* start *

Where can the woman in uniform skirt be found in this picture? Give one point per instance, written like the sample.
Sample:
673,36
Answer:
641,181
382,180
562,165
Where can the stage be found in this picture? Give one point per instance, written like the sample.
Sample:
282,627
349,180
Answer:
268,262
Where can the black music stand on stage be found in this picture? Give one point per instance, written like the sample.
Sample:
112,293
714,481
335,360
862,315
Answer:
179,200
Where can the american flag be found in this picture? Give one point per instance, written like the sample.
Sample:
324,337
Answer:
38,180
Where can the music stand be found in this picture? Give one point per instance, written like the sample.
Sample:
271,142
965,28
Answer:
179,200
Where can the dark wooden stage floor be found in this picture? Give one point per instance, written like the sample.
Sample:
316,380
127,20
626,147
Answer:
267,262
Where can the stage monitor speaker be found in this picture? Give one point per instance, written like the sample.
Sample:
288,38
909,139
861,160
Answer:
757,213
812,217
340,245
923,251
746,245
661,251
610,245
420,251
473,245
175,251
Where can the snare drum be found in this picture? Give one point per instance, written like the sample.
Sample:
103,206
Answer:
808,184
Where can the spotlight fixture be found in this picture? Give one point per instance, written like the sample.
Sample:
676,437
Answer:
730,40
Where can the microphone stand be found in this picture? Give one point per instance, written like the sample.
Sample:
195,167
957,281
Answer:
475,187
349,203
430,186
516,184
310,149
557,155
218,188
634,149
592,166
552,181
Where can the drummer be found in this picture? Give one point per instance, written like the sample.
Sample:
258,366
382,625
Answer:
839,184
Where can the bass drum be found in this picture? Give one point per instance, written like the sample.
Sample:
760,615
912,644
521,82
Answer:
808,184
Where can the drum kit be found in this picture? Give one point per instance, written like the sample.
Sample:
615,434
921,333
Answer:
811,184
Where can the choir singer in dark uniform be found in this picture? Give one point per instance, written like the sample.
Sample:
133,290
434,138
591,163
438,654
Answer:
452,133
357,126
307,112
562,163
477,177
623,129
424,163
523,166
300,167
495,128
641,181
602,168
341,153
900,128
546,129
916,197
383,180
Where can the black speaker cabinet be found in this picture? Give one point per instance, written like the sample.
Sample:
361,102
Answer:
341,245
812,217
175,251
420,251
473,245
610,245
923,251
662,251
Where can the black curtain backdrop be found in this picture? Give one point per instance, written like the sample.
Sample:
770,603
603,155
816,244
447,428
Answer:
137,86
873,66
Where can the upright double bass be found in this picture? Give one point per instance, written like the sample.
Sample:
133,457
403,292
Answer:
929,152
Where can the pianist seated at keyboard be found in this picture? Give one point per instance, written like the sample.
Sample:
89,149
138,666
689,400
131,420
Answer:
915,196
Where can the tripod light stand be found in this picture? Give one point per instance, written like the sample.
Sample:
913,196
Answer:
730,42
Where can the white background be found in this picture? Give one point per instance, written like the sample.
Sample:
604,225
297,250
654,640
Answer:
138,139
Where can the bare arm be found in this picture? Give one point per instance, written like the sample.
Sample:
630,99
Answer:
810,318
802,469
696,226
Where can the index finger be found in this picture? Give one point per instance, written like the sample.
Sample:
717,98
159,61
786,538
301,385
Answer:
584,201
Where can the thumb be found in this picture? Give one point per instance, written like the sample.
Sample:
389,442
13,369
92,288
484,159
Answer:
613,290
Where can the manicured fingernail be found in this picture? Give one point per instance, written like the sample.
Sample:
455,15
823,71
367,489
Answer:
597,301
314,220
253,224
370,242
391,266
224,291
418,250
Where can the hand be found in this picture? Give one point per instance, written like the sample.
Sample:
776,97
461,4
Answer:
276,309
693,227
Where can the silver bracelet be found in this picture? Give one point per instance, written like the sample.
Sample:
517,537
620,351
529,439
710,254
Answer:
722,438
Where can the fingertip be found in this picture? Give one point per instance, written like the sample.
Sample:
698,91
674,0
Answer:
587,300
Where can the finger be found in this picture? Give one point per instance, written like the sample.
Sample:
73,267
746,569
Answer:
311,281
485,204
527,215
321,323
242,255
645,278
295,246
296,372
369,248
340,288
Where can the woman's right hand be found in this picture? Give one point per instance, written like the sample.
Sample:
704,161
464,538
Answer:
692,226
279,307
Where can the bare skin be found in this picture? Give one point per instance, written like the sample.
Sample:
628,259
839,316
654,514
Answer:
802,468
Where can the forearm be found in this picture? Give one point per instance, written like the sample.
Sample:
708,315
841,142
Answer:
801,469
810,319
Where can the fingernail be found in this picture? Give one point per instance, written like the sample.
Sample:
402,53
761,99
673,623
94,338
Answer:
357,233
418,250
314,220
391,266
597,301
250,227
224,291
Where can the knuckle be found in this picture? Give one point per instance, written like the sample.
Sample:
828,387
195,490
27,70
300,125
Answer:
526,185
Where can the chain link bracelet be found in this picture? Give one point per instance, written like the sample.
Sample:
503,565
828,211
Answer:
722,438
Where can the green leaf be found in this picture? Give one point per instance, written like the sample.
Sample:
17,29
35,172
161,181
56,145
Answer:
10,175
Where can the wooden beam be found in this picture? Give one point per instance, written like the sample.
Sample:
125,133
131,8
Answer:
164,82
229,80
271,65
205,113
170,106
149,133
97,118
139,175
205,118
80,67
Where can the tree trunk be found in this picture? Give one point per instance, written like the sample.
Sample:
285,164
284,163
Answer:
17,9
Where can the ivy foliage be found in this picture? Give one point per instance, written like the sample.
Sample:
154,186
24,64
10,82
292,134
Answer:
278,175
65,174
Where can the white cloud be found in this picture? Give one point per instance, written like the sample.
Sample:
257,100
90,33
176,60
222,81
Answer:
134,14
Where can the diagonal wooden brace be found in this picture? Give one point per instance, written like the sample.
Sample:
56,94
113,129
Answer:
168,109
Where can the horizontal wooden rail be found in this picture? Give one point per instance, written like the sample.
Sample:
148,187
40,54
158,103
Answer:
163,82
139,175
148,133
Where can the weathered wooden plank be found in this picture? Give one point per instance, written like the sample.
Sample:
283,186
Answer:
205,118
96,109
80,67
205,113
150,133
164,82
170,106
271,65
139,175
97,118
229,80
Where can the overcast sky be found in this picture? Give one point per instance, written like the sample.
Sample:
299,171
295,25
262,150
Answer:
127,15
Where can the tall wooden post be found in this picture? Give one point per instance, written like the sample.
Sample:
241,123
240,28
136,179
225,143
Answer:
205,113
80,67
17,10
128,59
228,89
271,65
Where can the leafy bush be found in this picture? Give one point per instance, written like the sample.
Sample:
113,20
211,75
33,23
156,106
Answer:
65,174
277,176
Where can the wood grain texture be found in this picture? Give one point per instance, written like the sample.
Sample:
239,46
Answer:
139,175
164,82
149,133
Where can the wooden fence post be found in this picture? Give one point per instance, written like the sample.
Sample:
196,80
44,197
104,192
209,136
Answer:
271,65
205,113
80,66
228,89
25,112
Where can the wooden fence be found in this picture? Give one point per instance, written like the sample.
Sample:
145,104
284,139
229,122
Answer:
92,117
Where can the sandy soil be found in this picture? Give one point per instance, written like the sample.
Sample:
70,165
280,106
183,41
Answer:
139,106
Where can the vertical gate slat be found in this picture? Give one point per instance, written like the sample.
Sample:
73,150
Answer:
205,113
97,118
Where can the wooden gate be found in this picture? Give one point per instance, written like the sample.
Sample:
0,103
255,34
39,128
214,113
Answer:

* end *
* start *

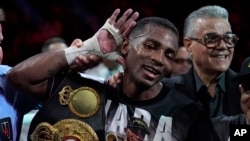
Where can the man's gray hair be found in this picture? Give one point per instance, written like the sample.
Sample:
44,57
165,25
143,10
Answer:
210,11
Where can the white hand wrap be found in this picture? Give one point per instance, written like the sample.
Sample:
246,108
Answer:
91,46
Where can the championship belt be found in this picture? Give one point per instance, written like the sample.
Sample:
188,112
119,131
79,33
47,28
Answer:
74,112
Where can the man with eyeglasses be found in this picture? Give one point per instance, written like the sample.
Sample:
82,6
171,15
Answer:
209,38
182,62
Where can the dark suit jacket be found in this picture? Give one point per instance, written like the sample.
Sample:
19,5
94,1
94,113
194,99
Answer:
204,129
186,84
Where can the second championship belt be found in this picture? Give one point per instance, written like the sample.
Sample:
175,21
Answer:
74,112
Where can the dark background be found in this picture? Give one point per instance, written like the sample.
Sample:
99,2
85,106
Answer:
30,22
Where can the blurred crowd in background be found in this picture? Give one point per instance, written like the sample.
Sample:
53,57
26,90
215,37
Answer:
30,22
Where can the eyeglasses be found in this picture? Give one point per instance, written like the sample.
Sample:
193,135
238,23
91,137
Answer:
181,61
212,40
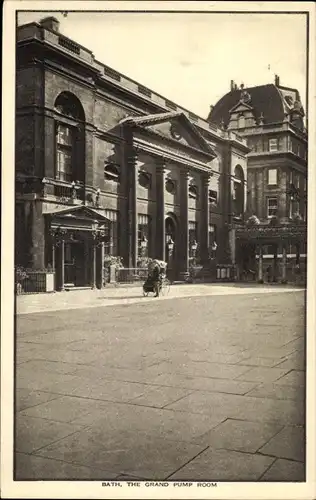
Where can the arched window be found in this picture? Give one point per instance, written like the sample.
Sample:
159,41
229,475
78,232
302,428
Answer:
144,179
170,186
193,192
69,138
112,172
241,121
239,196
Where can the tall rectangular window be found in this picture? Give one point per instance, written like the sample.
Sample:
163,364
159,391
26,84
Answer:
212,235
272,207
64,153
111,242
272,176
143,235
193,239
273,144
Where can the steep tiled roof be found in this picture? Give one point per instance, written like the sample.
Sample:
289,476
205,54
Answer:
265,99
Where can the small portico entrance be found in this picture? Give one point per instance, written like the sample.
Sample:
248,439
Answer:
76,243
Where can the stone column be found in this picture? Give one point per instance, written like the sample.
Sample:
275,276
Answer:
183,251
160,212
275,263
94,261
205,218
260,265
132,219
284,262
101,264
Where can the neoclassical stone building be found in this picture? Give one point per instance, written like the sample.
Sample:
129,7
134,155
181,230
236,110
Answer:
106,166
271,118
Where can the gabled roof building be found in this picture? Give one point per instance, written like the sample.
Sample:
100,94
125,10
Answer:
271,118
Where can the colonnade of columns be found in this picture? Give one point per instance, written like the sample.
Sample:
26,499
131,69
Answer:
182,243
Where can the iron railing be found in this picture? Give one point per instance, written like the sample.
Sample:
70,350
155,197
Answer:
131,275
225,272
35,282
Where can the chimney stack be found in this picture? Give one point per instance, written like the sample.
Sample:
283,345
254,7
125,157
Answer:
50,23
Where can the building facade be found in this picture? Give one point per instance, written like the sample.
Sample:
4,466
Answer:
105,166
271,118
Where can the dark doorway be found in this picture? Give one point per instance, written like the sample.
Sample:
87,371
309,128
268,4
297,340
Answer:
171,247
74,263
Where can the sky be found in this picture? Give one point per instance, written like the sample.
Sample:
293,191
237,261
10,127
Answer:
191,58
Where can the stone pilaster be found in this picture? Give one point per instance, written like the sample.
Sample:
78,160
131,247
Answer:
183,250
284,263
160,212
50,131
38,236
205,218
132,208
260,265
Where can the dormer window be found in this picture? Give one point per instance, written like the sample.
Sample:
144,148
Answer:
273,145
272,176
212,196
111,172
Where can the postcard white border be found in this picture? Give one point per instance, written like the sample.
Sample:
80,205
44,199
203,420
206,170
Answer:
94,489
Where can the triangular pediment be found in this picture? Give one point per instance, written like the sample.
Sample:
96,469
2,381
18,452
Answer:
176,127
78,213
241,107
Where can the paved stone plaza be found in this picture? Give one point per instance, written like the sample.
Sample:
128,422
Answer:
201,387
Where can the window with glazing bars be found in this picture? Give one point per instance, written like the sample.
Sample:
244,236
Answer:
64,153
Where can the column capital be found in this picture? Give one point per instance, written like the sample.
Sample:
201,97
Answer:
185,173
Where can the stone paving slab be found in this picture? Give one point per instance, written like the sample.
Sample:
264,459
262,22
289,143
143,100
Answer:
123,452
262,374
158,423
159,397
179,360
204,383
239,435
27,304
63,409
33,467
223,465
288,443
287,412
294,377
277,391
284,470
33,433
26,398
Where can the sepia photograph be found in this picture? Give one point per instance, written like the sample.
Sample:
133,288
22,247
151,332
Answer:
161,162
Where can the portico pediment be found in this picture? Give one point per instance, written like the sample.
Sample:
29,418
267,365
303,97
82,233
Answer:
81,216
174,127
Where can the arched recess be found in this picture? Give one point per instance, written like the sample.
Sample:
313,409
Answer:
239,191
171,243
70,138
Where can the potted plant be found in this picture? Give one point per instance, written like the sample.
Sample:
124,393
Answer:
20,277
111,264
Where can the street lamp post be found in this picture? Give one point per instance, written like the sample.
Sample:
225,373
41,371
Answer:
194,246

* end *

■ REQUIREMENT:
Pick out every line of the listing above that contains the word "hand". Case counts.

■ FINISHED TASK:
Where can the hand be found in this picture? Give one point per instance, written like the sample.
Where can the woman's right hand be found in this picture? Give one point per instance, written like the sample.
Where can the white hand wrap be found in this picture? Give one point per instance, written like the sample.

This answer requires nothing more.